AVAILABLE RECORDS >>
══════════════════════════════

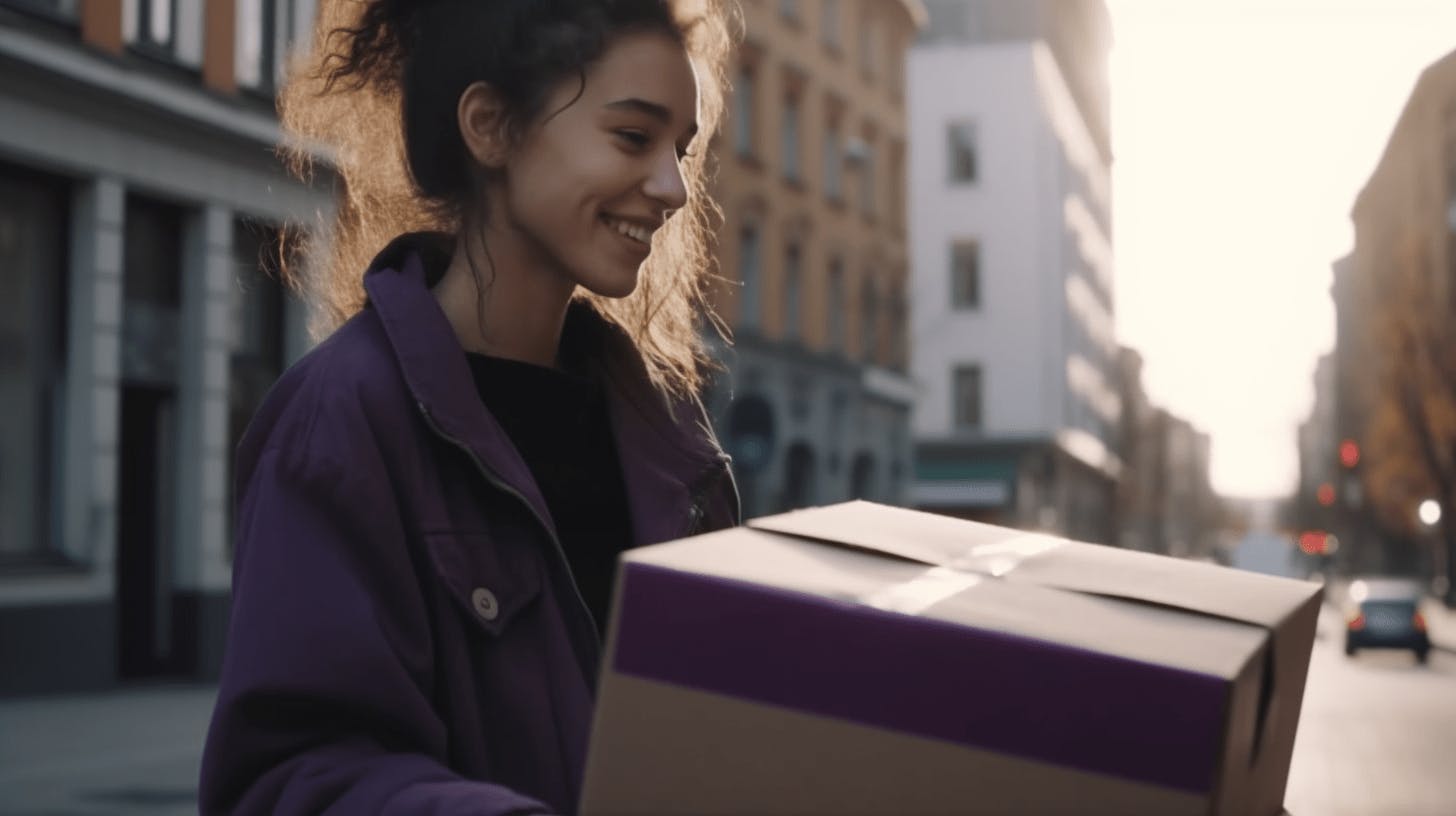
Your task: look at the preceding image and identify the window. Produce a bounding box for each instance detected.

══════════════════════════════

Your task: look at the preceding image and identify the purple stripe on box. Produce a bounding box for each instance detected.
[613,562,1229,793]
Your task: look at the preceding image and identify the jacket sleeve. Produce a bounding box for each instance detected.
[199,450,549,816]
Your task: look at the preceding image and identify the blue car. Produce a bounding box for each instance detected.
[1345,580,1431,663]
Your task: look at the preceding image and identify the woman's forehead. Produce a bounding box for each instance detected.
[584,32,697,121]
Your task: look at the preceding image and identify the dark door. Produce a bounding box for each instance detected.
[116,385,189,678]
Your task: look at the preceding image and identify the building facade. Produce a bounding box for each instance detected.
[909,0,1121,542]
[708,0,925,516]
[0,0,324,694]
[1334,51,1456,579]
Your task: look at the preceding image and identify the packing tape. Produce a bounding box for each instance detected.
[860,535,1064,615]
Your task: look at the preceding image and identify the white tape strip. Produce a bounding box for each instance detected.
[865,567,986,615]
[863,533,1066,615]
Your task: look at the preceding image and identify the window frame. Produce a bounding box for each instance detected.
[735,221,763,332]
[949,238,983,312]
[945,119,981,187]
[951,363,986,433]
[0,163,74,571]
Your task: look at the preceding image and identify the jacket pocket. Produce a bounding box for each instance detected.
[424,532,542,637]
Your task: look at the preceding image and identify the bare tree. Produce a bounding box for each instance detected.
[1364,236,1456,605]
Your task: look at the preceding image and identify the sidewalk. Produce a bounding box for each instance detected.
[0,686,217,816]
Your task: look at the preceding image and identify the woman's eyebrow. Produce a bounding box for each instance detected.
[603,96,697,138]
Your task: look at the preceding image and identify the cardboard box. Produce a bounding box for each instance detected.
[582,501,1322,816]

══════════════════════════════

TASK STATEMENT >>
Copy the material from the line with "identify the sidewalk." up to and including the line with "[582,501,1322,816]", swapping "cardboard box" for "moving box" and leaving everything else unchanged.

RESULT FOR THIS EXERCISE >>
Your task: look at the preceding image and identify the sidewalk. Produce a bounding box for each instance detected.
[0,686,217,816]
Your task: look at the preceding image and identify the woman's eyebrow. Produce a bounding box for each instance detected.
[603,96,697,138]
Your task: look at the preceding image and identify the moving box. Produce a bounding box for each instance detected.
[582,501,1322,816]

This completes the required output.